### TASK TO CARRY OUT
The range to reproduce runs from the line containing "# provide one point per instance of the man in dark" through the last line of the listing below; give exactly those lines and no others.

### DATA PROVIDED
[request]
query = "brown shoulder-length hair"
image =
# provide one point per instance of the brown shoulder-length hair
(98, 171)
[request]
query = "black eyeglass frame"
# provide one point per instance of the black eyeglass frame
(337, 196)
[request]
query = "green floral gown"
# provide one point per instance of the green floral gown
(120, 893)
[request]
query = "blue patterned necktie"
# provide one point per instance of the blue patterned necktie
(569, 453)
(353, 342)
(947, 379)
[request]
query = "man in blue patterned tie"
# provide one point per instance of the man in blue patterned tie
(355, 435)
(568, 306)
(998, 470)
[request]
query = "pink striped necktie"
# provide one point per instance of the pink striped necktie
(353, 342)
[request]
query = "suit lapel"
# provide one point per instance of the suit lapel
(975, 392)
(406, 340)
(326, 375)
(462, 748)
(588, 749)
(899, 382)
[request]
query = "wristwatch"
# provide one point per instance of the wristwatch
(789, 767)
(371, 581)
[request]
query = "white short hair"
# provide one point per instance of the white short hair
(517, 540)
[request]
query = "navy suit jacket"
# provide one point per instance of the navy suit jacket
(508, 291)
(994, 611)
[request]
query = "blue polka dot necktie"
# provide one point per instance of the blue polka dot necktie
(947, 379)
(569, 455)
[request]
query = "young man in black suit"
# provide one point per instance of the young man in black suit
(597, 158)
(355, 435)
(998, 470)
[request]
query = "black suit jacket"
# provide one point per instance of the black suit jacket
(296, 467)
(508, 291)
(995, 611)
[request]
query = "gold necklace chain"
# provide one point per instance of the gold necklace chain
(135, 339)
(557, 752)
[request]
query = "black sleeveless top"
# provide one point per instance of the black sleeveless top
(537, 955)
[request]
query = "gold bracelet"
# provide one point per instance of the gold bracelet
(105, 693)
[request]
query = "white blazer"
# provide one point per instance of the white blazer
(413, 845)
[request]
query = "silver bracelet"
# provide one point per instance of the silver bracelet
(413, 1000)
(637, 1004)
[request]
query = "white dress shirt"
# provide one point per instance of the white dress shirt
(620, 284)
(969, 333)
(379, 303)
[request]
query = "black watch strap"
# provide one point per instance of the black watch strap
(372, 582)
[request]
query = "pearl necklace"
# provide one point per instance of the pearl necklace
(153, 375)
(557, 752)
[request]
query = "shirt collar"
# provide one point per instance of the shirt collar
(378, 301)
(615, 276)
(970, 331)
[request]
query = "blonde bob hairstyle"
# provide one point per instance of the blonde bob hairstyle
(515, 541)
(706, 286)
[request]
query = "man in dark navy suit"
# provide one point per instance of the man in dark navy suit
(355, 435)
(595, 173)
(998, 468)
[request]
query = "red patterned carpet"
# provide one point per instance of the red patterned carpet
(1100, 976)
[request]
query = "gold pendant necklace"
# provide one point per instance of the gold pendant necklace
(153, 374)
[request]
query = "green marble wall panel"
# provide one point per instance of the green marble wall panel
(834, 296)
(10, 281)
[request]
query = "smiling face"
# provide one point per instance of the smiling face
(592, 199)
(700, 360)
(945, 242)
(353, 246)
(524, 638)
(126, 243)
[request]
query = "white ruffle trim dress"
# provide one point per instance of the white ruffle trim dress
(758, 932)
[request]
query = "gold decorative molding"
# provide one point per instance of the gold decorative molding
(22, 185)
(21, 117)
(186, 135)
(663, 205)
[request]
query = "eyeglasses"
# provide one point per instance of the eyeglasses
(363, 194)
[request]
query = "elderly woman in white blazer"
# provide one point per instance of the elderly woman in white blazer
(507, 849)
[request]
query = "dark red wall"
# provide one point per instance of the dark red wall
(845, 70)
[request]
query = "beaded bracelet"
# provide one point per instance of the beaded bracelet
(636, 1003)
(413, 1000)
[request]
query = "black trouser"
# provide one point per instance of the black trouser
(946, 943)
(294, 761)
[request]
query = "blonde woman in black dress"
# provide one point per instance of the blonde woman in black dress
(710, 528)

### YOUR SOLUTION
# provide one point per instance of the man in dark navy suit
(355, 435)
(595, 173)
(998, 468)
[request]
query = "red patterned carpet"
# provide one point per instance of the red patterned carpet
(1100, 976)
[request]
query = "gold pendant necklace"
# provide one point per instance of the gold pendant necklace
(153, 374)
[request]
query = "green marble wall panel"
# provide one point per instance of the green marble wall panel
(834, 296)
(10, 281)
[request]
query = "smiling face"
# provide one point per instance of the smiling face
(592, 199)
(700, 360)
(945, 242)
(353, 246)
(524, 638)
(126, 243)
[request]
query = "white ruffle trim dress"
# provide one point per instance of the white ruffle trim dress
(758, 932)
[request]
query = "gold decorative molding"
# provide one point per instance of the gold decorative molding
(22, 185)
(21, 117)
(186, 135)
(663, 205)
[request]
query = "eyeglasses"
# provide one point per instance of the eyeglasses
(363, 194)
[request]
query = "elderly woman in white blazer"
# provide one point per instance of the elderly woman in white blazer
(507, 849)
[request]
query = "dark red wall"
# provide one point per instance of the dark red wall
(845, 70)
[request]
query = "beaded bracelet"
# provide one point per instance of the beaded bracelet
(636, 1003)
(413, 1000)
[request]
query = "black trouser"
# provide one point per instance of the black trouser
(946, 943)
(294, 761)
[request]
query = "blonde woman in black dress"
# provide one point per instance of the blonde woman in black dress
(710, 528)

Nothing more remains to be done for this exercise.